======== SUPPLIED PASSAGE
I must note that the word “may” is used in this sub section which has eight elaborate sub-sections. The words used in all other provisions of the section is “person”. One may not ignore that even subsection (2) the word “a person.” If the intention of the Parliament was that section 55 only applies to the public officer, it could have specifically stated so. But it has not. The use of words “The Commission may commence proceedings…………” in my humble opinion mean that it includes also the public officer but it does not exclude other persons.
I shall read the section, under the circumstances, as applicable to all persons who have done anything that constitutes corruption or economic crime.
The legislature in its wisdom inter alia, or as an option has thought it fit to include a public office in the category of persons who could be sued under the provisions of section 55. I say so, as there are various provisions under respective Acts of Parliament to deal with wrong-doings of a public officer. In any event, I do find that the section 55 is inclusive and not exclusive as all the learned defence counsel shall like me to observe. I cannot but observe that the defence counsel on the same breath were all agreeable to the suggestion that section 56 of the Act, which is placed under the same part of the act, includes a public officer. I may not need to add anything further.
However, even if I am wrong in my aforesaid finding and has to perceive that no procedure is provided for under section 56 of the Act, I shall observe as under;
I shall consider the submissions of Dr Kuria, the learned counsel for the plaintiff, who submitted that if there is no procedure prescribed and there is a right created, then a litigant can come before this court in any manner prescribed by law. He added that procedure of Originating Summons is one of those procedures. He relied on the case of Olive Casey Jaundo & Attorney General of Guyana(1971) AC 972 to support his contention. At page 983 thereof the following observation by Warrington J in Re Meister Lucious and Bruuning Ltd(1914) 31 TLR 3, 8, 29 were adopted with approval, Viz:
“Where the Act ‘(S C Constitution merely provides for an application and does not say in what form that application is to be made, as a matter of procedure it may be made in any way in which the Court can be approached.”
================
======== RECORDED DATA
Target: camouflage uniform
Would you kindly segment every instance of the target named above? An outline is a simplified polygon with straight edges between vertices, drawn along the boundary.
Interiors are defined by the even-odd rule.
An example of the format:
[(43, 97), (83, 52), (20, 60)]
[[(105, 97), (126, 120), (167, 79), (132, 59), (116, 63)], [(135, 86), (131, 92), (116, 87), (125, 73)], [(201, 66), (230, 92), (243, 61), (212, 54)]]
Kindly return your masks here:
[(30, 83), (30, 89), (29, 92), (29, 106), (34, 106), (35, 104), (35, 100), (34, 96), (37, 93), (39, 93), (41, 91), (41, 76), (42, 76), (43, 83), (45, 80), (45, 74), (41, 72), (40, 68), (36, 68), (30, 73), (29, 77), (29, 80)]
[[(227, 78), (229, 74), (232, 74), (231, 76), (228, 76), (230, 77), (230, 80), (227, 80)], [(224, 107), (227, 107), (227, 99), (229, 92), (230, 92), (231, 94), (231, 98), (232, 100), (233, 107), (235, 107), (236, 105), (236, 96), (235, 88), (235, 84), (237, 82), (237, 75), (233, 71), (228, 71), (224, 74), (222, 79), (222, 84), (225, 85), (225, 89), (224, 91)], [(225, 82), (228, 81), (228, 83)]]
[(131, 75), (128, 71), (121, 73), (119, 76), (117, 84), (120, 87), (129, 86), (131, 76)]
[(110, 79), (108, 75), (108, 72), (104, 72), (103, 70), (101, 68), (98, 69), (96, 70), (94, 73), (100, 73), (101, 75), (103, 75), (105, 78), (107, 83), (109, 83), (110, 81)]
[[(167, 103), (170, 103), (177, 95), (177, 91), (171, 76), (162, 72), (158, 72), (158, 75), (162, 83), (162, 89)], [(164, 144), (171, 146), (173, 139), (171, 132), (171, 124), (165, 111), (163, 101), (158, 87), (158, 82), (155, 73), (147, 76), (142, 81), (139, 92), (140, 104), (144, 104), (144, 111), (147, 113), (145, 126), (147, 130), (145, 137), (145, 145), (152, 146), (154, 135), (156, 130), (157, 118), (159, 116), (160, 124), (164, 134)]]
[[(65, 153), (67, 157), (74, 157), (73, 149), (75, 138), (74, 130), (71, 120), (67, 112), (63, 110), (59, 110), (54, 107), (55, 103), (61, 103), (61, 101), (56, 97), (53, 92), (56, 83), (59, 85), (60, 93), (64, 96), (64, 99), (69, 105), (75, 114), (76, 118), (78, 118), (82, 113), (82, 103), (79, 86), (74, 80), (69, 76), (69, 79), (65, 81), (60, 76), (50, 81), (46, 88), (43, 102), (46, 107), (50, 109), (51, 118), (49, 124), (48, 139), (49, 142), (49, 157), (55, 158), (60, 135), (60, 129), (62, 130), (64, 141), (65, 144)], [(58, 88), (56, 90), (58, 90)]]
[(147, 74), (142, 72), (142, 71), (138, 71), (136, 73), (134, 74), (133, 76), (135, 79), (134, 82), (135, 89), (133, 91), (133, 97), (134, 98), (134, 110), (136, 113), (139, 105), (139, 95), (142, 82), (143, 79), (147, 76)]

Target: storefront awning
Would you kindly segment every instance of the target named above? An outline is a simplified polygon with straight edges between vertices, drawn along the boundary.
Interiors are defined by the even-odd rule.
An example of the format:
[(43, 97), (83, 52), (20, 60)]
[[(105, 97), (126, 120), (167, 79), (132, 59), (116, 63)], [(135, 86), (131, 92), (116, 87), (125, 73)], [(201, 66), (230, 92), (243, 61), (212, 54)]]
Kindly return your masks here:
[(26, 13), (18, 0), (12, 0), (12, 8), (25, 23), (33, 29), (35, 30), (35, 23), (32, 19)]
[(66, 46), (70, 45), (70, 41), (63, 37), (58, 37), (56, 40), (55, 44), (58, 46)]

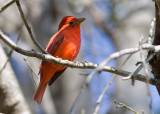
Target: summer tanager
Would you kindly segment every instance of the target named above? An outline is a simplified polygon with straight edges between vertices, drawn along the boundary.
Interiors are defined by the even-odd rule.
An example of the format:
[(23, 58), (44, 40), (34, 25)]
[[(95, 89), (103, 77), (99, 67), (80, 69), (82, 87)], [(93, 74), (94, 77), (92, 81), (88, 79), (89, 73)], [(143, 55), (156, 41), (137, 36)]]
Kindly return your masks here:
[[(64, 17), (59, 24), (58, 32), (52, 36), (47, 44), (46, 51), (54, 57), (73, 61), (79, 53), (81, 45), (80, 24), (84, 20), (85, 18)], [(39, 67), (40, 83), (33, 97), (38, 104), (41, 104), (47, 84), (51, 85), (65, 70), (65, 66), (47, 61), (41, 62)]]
================
- **EXERCISE INSTRUCTIONS**:
1: From the court ruling on section 55, reproduce word for word the part that opens with the words containing "I shall read" and closes with "add anything further.".
2: Write the next part of the court ruling on section 55, picking up right after its final sentence.

- **TASK RESPONSES**:
1:
I shall read the section, under the circumstances, as applicable to all persons who have done anything that constitutes corruption or economic crime.
The legislature in its wisdom inter alia, or as an option has thought it fit to include a public office in the category of persons who could be sued under the provisions of section 55. I say so, as there are various provisions under respective Acts of Parliament to deal with wrong-doings of a public officer. In any event, I do find that the section 55 is inclusive and not exclusive as all the learned defence counsel shall like me to observe. I cannot but observe that the defence counsel on the same breath were all agreeable to the suggestion that section 56 of the Act, which is placed under the same part of the act, includes a public officer. I may not need to add anything further.

2:
I can and do take judicial notice of the fact that till the rules of procedure under the constitution of Kenya were prescribed, our courts were accepting and determining the applications made thereunder by way of Originating Summons which procedure is now prescribed by the Constitution of Kenya( protection of fundamental rights & freedom of individual) Practice 7 Procedure Rules.
Here I reiterate my observations made on the provisions of section 55(3) and section 55(4) of the Act.
In the premises, I cannot find and do not find that these proceedings are one of the three classes of proceedings which can be termed as nullities as observed in the case of In Re Pritchand[1963] 1 All ER 873 and adopted in the case of U Kafuma v Kimborva Builders & Contractors (1974) EA (U) 91.
Thus the proceedings which have been brought before this court are not nullity as I find that there is no fundamental defect in issuing these proceedings, and thus find that he same is properly before the court at this stage.
The chamber summons and orders in pursuance thereof are therefore not vitiated and are not nullities.
The issue of the validity of the chamber summons dated 30th October, 2003 because it does not have an affidavit, may be out of the scope of this ruling.
However, with the said reservation, I may only observe that the application is not provised under order XXXIX of the Civil Procedure Rules. I also look at provisions of order L rule 7 of the Civil Procedure Rules which stipulates:
“ Every summons shall state in general terms the grounds of the application being made and shall be heard in chambers and, where any summons is based on evidence by affidavit, a copy of the affidavit shall be served.”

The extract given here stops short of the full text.